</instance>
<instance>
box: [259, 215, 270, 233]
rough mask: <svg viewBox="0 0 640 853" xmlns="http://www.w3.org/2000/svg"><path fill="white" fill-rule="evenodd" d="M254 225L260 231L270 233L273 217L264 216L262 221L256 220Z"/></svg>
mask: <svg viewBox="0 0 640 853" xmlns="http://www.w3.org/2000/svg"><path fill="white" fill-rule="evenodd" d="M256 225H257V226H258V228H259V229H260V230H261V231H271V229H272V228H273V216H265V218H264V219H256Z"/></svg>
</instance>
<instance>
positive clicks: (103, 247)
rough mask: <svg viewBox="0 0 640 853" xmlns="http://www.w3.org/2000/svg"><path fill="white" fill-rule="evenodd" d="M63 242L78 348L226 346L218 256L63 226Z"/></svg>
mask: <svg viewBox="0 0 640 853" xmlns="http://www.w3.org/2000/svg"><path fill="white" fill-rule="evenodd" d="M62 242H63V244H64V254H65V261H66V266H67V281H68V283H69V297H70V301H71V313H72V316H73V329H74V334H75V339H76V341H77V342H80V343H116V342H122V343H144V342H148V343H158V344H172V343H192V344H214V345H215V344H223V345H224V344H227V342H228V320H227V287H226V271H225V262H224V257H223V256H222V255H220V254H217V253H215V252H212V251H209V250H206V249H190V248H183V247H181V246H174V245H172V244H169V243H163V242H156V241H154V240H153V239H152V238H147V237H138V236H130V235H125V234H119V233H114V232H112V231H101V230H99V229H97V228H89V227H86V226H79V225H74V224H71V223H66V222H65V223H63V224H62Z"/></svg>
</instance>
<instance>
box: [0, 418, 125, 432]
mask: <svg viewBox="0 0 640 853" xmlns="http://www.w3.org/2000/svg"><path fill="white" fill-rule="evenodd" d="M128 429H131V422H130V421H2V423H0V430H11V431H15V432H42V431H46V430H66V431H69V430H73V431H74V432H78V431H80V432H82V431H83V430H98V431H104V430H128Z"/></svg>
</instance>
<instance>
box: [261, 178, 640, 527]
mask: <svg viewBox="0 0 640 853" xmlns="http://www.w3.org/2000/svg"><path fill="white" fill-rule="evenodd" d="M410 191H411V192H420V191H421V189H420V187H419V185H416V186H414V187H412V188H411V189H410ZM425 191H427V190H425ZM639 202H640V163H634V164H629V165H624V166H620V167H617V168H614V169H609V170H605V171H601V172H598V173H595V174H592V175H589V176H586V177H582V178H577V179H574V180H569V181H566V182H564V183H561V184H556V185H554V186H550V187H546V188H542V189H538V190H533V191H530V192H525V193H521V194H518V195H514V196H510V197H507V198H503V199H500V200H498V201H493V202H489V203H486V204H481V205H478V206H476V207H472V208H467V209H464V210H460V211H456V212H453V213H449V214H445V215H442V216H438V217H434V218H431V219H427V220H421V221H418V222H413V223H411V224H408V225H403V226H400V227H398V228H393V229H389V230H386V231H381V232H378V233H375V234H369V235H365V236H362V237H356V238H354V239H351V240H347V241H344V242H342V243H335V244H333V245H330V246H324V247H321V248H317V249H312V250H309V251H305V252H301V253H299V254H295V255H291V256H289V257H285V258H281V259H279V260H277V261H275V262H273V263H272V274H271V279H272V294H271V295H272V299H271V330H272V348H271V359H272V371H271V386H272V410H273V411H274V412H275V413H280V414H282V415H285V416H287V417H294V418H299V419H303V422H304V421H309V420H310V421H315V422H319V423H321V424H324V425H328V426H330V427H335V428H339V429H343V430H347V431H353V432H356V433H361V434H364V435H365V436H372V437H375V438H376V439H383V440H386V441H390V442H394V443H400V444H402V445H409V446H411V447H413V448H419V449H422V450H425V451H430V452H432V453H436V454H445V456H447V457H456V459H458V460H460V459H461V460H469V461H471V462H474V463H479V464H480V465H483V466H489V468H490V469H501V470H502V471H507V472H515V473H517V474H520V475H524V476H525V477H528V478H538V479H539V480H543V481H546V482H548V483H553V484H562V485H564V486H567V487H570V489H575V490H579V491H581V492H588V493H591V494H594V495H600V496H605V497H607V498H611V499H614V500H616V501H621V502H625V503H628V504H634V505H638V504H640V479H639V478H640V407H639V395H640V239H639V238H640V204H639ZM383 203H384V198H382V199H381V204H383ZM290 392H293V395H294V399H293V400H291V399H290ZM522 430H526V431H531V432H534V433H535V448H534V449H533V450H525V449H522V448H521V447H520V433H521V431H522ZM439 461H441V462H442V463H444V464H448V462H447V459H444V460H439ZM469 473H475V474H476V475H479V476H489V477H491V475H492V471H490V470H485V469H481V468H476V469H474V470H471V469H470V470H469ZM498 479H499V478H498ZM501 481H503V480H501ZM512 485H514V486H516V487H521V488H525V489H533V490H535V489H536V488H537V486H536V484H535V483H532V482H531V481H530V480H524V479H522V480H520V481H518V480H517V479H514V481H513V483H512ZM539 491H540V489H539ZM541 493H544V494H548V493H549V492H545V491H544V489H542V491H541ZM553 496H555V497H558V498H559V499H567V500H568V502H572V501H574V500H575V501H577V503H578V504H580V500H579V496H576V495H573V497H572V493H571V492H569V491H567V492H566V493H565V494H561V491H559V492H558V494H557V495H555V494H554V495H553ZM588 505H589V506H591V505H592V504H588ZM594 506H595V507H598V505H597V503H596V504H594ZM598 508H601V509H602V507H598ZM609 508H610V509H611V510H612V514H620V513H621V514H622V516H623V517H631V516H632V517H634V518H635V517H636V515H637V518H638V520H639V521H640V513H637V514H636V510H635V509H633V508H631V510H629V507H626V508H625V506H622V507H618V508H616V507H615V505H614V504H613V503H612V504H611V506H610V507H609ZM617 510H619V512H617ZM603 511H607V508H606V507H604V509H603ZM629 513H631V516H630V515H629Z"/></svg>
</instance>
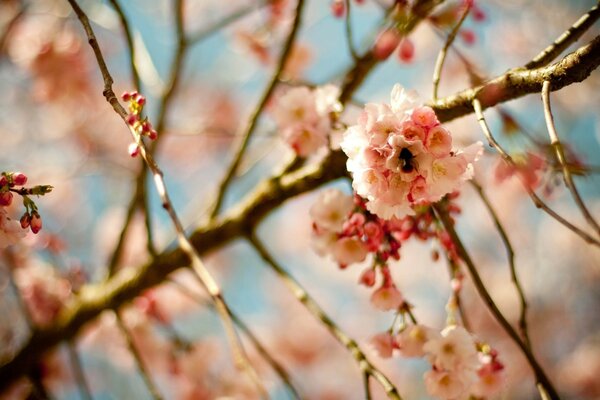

-------

**WORK INSTRUCTION**
Find each line in the entries above that contains the string "rough", and copy every such line in full.

**RESULT**
rough mask: <svg viewBox="0 0 640 853" xmlns="http://www.w3.org/2000/svg"><path fill="white" fill-rule="evenodd" d="M254 225L260 231L270 233L273 217L264 216L262 221L256 220Z"/></svg>
rough mask: <svg viewBox="0 0 640 853" xmlns="http://www.w3.org/2000/svg"><path fill="white" fill-rule="evenodd" d="M63 242L78 348L226 346L218 256L63 226Z"/></svg>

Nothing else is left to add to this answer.